REQUEST: Extract each record and reproduce it exactly.

--------------------------------------------------

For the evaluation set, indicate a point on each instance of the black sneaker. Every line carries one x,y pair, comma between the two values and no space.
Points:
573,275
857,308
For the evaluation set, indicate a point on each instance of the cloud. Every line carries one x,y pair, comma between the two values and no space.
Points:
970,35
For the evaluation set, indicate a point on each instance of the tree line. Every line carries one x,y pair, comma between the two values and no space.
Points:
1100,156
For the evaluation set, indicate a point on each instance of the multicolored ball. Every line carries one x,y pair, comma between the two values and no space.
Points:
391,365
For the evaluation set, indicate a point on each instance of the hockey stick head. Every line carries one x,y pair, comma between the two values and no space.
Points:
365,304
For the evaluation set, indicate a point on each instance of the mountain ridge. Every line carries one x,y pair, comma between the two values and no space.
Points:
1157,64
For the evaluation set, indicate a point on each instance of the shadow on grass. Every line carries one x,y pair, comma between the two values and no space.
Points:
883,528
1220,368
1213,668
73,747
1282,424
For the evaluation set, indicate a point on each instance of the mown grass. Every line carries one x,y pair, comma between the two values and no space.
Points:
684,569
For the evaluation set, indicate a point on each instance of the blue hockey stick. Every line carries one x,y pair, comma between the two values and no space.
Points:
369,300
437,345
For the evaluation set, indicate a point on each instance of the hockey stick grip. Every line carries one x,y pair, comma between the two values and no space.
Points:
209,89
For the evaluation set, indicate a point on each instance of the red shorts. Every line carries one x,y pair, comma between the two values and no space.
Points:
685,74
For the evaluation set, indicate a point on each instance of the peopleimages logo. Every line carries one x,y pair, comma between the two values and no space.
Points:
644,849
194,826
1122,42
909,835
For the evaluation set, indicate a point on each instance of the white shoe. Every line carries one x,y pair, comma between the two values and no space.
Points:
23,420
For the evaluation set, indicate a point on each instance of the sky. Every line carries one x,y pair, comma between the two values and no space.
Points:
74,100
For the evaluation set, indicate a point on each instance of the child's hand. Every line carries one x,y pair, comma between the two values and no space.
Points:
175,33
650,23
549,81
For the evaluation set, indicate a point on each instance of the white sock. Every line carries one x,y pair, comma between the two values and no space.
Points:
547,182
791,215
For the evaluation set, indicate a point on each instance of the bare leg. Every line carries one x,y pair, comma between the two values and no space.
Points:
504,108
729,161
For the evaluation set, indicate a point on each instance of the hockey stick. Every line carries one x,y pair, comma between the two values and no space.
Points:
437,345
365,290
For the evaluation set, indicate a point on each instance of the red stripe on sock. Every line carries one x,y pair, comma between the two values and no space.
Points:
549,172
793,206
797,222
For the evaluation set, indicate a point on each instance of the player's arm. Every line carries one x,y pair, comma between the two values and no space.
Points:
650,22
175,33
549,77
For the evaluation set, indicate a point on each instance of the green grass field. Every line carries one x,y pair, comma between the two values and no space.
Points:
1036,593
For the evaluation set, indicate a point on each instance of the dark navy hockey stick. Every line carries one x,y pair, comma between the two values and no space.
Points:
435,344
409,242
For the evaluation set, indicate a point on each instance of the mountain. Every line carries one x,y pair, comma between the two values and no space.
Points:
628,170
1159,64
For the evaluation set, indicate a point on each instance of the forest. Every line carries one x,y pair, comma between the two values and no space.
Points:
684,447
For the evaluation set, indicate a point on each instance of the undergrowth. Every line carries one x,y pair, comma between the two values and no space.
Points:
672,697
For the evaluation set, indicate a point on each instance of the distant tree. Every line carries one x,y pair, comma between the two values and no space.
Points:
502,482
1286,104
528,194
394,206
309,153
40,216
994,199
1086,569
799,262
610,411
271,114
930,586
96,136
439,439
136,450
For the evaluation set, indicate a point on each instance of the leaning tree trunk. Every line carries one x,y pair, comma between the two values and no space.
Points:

--------------------------------------------------

ANSWER FOR THE TASK:
For the evaluation set, indicate a point on each instance of the black sneaker. Every line carries one x,y pair, comma between the two values and no space.
Points:
573,275
857,308
For the evaluation set, indicate a point on each instance of the cloud. Every line carries one x,y pair, comma between the two values and no space.
Points:
970,35
For the evaluation set, indicate a point on each instance of the tree line. Every line carries one x,y pair, comma between the two values and no space.
Points:
1100,156
For the evaluation set, indicate a point on each instance of the multicolored ball. Every line carries one x,y pair, comma between the two values and no space.
Points:
391,365
For the evaluation set, indicate a point on each instance of the hockey stick head. Every line carries one x,y pair, comma between the two values and no space.
Points:
365,304
For the evaluation set, indicate a point on each instance of the mountain ridge. Every line carries one x,y pair, comma between the two values and no space.
Points:
1157,64
For the evaluation set, indicate a point on each instance of the shadow on grass. Every line carries one x,y pair, comma between the two values and no space.
Points:
883,528
1220,368
1213,668
73,747
1282,424
For the evaluation set, indicate a point on each instance of the mown grass. Every line carries one x,y pair, comma between the two values and no space.
Points:
684,569
For the evaluation set, indicate a point on each instance of the blue hockey stick. Every line carries one x,y pair, comma between the two values and no space.
Points:
369,300
437,345
For the evaluation set, indicate a point on each instance of the hockey stick grip. Every line carries one x,y pair, comma between the two values and no space.
Points:
209,89
For the evaluation set, indicate a point on each instance of the red shorts. Every line carries one x,y pair, comma between the two values and no space.
Points:
685,74
For the evaluation set, indicate a point on each instance of the peopleimages logo. Every line carries one x,y pair, comma between the two values and no space.
Points:
644,849
194,826
1122,42
909,835
For the evaluation set, indicate a point on each instance of the white shoe. Every line carries one x,y pair, comma between the two values and no space.
Points:
23,420
For the evaluation set, indicate a point on each instance of the sky. Every line carries one x,y pair, comma between the two values and no space.
Points:
74,100
For the evaluation set, indicate a point on each instance of the child's hand. Every line carries one x,y pair, comma between the two values and no space.
Points:
175,33
650,23
549,81
For the evaluation set, indicate a point on each instance of the white sock. Every line carries one x,y pair, comma between the two values and no space.
Points:
547,182
791,215
For the evaluation set, indicate a point on each instance of the bare leg. Every line carries one x,y pair, comma between the two values and no space.
Points:
504,108
729,161
For the evaluation set, indicate a point on each instance of the hockey stick. Every line carries one x,y pair, comma between the two values and no space.
Points:
437,345
365,290
For the evaluation set, indicate a point on each instance of the red stripe on sock. Every line carries one x,y pair, comma between the two values and no space.
Points:
549,172
793,206
797,222
For the evaluation set, indicate a point on each instance of the player's arm. Every line carries one x,y pair, comma between the two values and no space.
Points:
650,22
175,33
549,77
For the evaluation set, indicate a point on each instance of the green grass field. Every line carries one x,y pair, comma between the two values and no space.
Points:
1036,593
For the evaluation set, indicate a point on each instance of the dark navy hockey stick. Every line carries one x,y pair, comma between the two values and no space.
Points:
435,344
409,242
For the evaluation set, indicate a point on each instance of the mountain. Every line carries one x,y pair, comma between the two values and no space.
Points:
628,170
1159,64
For the evaluation set, indicate a point on each instance of the forest. Every line carries one x,y pair, comma between the two values and no space.
Points:
684,447
For the evaluation set, indicate a point on each instance of the undergrowth. Every line carries one x,y pair, comma between the two values and no space.
Points:
672,697
For the evaluation set, indicate a point on each instance of the distant tree. Every line carries one x,y pair, comma between the two values and no space.
Points:
502,482
1286,104
528,194
394,206
309,153
40,216
994,199
1086,569
799,262
610,411
271,114
930,586
96,136
439,439
136,450
For the evaluation set, indicate a point on each instance of the leaning tree trunk. Every line carries one x,y pair, comma between the two values and no space.
Points:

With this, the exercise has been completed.